#### Document passage:
--- start ---
Forecast Cloudy – Azure SQL Data Warehouse Introduction

 

    Many enterprises today are moving into era of real-time analytics. As you may be aware on non-relational data typical Hadoop batch analysis architectures are enhanced by technologies like Storm, Kafka, Azure Stream Analytics, Amazon Kinesis, etc. and are moving from purely batch analytics to hybrid real-time\batch architectures like Lambda (http://www.semantikoz.com/blog/lambda-architecture-velocity-volume-big-data-hadoop-storm/) or Zeta (http://radar.oreilly.com/2015/04/zeta-architecture-hexagon-is-the-new-circle.html) with both speed and batch layers. With structured data new generation of elastic cloud based data warehouses is introduced like Amazon Redshift and Azure SQL Data Warehouse. I will blog about Redshift later, but now will take a bit to introduce Azure SQL DW.

Azure SQL Data Warehouse is a turn-key cloud (and related to Microsoft APS\APS on premises solution) data warehousing and analytics solution. It based on existing Azure services effectively and conveniently integrating them together under one roof. The key characteristics of Azure SQL Data Warehouse are:

  • Can scale (grow or shrink) to any size on demand, in seconds
  • Can import data from any source (using Azure Data Factory): hadoop, NoSQL database, SQL database
  • ·Can visualize data and run reports using PowerBI or other service
  • ·Use Azure Machine Learning to analyze, model and predict data
  • · Expose Machine Learning models as API for apps
  • · Provide full ANSI SQL support

image

MPP Architecture. At its core, SQL Data Warehouse runs using Microsoft’s massive parallel processing (MPP) architecture, originally introduced in Microsoft APS\PDW appliance and also successfully used by some other competitor analytics appliance products like Pivotal Greenplum. This architecture takes advantage of built-in data warehousing performance improvements and also allows SQL Data Warehouse to easily scale-out and parallelize computation of complex SQL queries. In addition, SQL Data Warehouse’s architecture is designed to take advantage of it’s presence in Azure. Combining these two aspects, the architecture breaks up into 4 key components:

SQL Data Warehouse Architecture

  • Control Node: You connect to the control node when using SQL Data Warehouse with any development, loading, or business intelligence tools. In SQL Data Warehouse, the compute node is a SQL Database, and when connecting it looks and feels like a standard SQL Database. However, under the surface, it coordinates all of the data movement and computation that takes place in the system. When a command is issued to the control node, it breaks it down into a set of queries that will be passed onto the compute nodes of the service.
--- end ---
#### Data lines:
--- start ---
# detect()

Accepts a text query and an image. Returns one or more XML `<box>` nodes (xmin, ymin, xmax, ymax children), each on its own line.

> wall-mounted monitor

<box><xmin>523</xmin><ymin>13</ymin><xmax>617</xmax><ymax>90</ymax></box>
--- end ---
#### Problem requirements:
Pick up the Azure SQL Data Warehouse introduction after its last sentence and carry it forward.

#### Right answer:
  • Compute Nodes: Like the control node, the compute nodes of SQL Data Warehouse are powered using using SQL Databases. Their job is to serve as the compute power of the service. Behind the scenes, any time data is loaded into SQL Data Warehouse, it is distributed across the nodes of the service. Then, any time the control node receives a command it breaks it into pieces for each compute node, and the compute nodes operate over their corresponding data. After completing their computation, compute nodes pass partial results to the control node which then aggregates results before returning an answer.
  • Storage: All storage for SQL Data Warehouse is standard Azure Storage Blobs. This means that when interacting with data, compute nodes are writing and reading directly to/from Blobs. Azure Storage’s ability to expand transparently and nearly limitlessly allows us to automatically scale storage, and to do so separately from compute. Azure Storage also allows us to persist storage while scaling or paused, streamline our back-up and restore process, and have safer, more fault tolerant storage.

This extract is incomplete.